─── RECORDS PROVIDED ───
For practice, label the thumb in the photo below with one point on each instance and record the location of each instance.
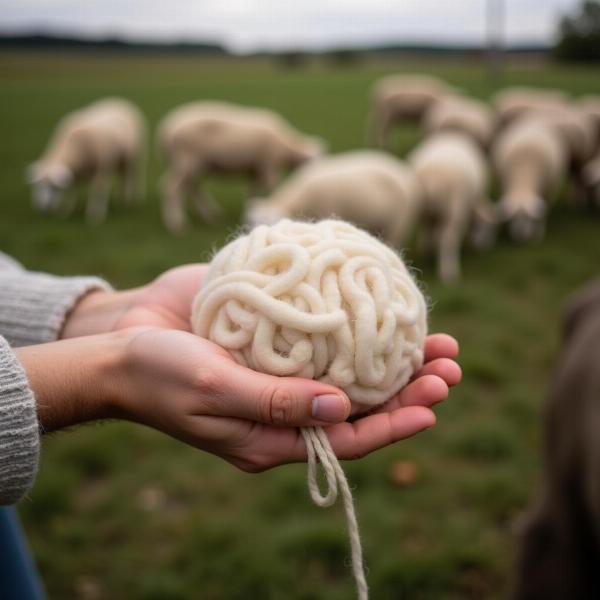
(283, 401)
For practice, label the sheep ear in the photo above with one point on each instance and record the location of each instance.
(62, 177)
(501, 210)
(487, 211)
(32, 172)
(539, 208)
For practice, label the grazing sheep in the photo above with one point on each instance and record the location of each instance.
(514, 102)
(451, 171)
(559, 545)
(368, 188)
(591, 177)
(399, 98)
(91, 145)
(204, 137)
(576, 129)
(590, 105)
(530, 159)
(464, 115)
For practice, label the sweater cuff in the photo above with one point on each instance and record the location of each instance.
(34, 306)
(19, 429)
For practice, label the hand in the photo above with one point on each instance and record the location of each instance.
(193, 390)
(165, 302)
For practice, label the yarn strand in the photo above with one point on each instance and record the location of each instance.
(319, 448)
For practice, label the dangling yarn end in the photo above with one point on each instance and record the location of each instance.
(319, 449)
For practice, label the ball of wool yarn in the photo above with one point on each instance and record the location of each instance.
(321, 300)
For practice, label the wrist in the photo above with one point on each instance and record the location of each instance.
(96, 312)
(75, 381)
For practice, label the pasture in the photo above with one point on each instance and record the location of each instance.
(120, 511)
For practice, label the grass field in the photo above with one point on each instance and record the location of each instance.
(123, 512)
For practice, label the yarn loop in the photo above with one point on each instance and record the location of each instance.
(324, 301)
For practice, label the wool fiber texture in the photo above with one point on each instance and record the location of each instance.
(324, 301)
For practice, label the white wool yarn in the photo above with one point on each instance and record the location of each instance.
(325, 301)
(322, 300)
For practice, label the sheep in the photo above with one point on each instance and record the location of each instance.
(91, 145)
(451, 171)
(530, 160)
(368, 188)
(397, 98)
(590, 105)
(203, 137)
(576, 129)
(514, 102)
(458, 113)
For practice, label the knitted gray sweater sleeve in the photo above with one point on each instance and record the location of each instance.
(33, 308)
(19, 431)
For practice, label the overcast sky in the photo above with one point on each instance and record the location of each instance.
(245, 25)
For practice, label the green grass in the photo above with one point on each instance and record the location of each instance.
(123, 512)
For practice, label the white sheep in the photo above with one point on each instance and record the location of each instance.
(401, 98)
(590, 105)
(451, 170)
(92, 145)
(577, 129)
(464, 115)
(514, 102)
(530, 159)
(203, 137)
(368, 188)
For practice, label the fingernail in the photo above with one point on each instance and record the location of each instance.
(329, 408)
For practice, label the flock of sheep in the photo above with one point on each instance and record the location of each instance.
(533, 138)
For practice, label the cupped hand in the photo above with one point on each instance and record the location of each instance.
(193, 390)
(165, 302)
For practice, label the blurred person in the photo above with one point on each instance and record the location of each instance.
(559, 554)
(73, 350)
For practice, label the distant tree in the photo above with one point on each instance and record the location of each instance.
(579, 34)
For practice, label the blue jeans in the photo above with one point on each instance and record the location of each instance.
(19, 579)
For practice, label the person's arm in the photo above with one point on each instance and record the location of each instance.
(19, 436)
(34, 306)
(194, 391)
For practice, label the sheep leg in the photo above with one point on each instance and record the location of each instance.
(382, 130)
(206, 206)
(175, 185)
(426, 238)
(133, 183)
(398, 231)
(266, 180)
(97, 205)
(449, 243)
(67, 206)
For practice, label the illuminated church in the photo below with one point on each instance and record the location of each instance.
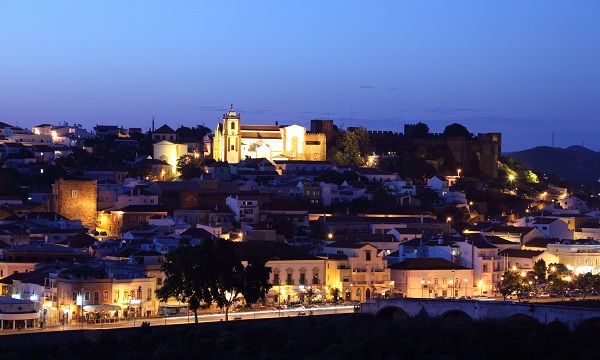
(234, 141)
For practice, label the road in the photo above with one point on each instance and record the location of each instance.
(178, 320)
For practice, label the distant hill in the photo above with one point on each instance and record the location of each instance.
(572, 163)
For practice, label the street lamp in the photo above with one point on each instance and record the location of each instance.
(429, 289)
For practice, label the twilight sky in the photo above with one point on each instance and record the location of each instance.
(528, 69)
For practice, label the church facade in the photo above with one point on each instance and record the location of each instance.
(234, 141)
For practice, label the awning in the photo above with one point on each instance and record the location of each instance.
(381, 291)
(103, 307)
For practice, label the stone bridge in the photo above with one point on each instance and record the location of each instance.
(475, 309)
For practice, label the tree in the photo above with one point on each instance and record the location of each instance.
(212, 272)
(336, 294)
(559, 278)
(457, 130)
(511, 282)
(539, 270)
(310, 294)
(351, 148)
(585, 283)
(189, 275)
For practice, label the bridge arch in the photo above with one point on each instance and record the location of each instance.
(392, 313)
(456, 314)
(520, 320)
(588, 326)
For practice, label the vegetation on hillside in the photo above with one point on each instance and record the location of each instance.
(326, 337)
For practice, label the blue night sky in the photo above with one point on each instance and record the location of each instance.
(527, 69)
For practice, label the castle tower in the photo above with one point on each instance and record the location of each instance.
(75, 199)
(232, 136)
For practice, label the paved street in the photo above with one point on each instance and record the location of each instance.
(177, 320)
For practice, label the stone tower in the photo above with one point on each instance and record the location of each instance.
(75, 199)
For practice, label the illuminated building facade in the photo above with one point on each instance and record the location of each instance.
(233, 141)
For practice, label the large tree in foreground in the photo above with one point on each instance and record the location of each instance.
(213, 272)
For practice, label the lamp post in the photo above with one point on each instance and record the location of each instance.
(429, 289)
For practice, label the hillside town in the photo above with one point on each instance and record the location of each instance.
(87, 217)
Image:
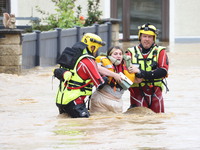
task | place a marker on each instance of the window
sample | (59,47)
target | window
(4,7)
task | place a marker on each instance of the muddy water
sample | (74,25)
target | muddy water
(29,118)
───
• STATED GOAL
Copy every record character for character. Skip the pictures.

• SOLUTION TO THE EXERCISE
For practice, label the thumb in the photo below with one point on each instance and record the location of each instance.
(283, 401)
For practice, label the sheep ear in the photo above with one point on each instance and record the location of each instance.
(62, 177)
(501, 210)
(487, 211)
(32, 172)
(539, 208)
For practice, label the grazing sheep in the photo above with one point on each instance and record the location of each instance.
(514, 102)
(451, 171)
(559, 545)
(368, 188)
(591, 177)
(399, 98)
(91, 145)
(204, 137)
(576, 129)
(590, 105)
(530, 159)
(464, 115)
For practice, label the sweater cuff in the photo above with one point on each instance and record the location of each instance.
(34, 306)
(19, 429)
For practice, label the hand in the photo above with one point on each instance and record the location of each instance.
(193, 390)
(165, 302)
For practice, label the yarn strand in the photo above with one point on each instance and record the location of each instance.
(319, 448)
For practice, label the dangling yarn end in the photo above with one point on each instance and record the location of each instance.
(319, 449)
For practice, label the ball of wool yarn in the photo above with one point on each instance and record the location of each instance.
(321, 300)
For practice, label the wrist in the photo above with one point on each instance and record the location of each instance.
(96, 312)
(75, 381)
For practice, label the pasture in the photo above with one point on each instance and record the location of each instance.
(120, 511)
For practice, label the grass field in the photo above with one point on each instance and record the location of each instance.
(123, 512)
For practice, label the yarn loop in the photo above with one point on each instance and record the location of each instance.
(324, 301)
For practice, label the wool fiber texture in the photo above with one point on each instance and record the location of each instance.
(324, 301)
For practice, label the white wool yarn in the photo above with one point on each instance and record the location of each instance.
(325, 301)
(322, 300)
For practice, label the sheep in the photo above with one point on each instance and record the location of each instance.
(91, 145)
(451, 171)
(530, 160)
(368, 188)
(397, 98)
(590, 105)
(203, 137)
(576, 129)
(514, 102)
(458, 113)
For practice, label the knitted gray sweater sleeve in the photo above with one point on each instance and record the location of each instance.
(33, 308)
(19, 431)
For practice, label the overcast sky in the photo above with one point on each instance and record the location of each instance.
(245, 25)
For practice, label the green grass in the photo above with one point on each instance and record the location of each instance.
(123, 512)
For practice, label the white sheep in the photo above with one point on each instance and record the location of each instance.
(401, 98)
(590, 105)
(451, 170)
(92, 145)
(577, 129)
(464, 115)
(514, 102)
(530, 159)
(203, 137)
(368, 188)
For practice, label the fingernail in the photo above with one point on each instance and record the location of each instance.
(329, 408)
For practice, label the flock of sheep in the photo above with one point on each instance and record the location of each instance.
(533, 138)
For practice, label the cupped hand in the photo above with one point on each instance and record the location of each instance.
(193, 390)
(165, 302)
For practice, label the blurred person in the photo above with one point on each instance and record the location of each instance.
(559, 554)
(73, 350)
For practice, label the distant tree in the photo above with one point on each instance and record the location of each instance.
(579, 34)
For practice, label the blue jeans in the photo above with one point on each instance and record the location of each instance.
(19, 579)
For practice, label the person's arm in the photo above with one point on each instance and record the location of each instance.
(19, 436)
(34, 306)
(194, 391)
For practice, label the sheep leg in the photo above with one point on each instance and record the location of each instance.
(382, 130)
(206, 206)
(175, 185)
(426, 238)
(133, 183)
(398, 231)
(266, 180)
(97, 205)
(449, 243)
(67, 206)
For practice, label the illuminated church in the photo below with one point on each instance and record the location of each instance.
(234, 141)
For practice, label the road in the photo above with one point on each instance and record the location of each instance.
(178, 320)
For practice, label the distant hill in the photo above with one point on each instance and record the location of each instance.
(572, 163)
For practice, label the street lamp in the photo above with one point on each instance and record the location of each instance.
(429, 289)
For practice, label the twilight sky in the photo above with one point on each instance and record the location of each instance.
(528, 69)
For practice, label the church facade in the photo above with one point on each instance and record the location of each instance.
(234, 141)
For practice, label the awning in the photo above with one point on each instance and record the location of each instance.
(381, 291)
(103, 307)
For practice, label the stone bridge in the photo above with one point on each instance and record the location of each instance.
(475, 309)
For practice, label the tree in the photo above with one point on each instance and record the location of each instance.
(212, 272)
(336, 294)
(559, 278)
(457, 130)
(511, 282)
(539, 270)
(310, 294)
(351, 148)
(585, 283)
(189, 275)
For practice, label the bridge arch in the photo above with one point on each instance and record the location of each instance.
(392, 313)
(456, 314)
(520, 320)
(588, 326)
For practice, label the vegetation on hillside in the photo above with one point on each instance and record the location of each instance.
(326, 337)
For practice, label the blue night sky in the photo above with one point on each instance and record the location of each instance.
(527, 69)
For practice, label the castle tower in the photo above with one point on each instance and record the location of each instance.
(75, 199)
(232, 136)
For practice, label the paved street in the photo above with one point on each instance and record the location of each instance.
(177, 320)
For practice, label the stone tower in the photo above with one point on each instance and record the location of each instance.
(75, 199)
For practice, label the illuminated building facade in the photo above with one point on each instance and record the location of each instance.
(233, 141)
For practice, label the large tree in foreground in the photo above with one point on each instance and record the location of each instance.
(213, 272)
For practice, label the lamp post in the photo above with one point on each instance and record the location of each instance.
(429, 289)
For practice, label the hillside town in the photo above with one point on each instance and record the location of each instance.
(87, 217)
Image:
task | place a marker on each instance of the window
sample | (59,47)
target | window
(4,7)
task | place a marker on each instance of the muddy water
sample | (74,25)
target | muddy water
(29,118)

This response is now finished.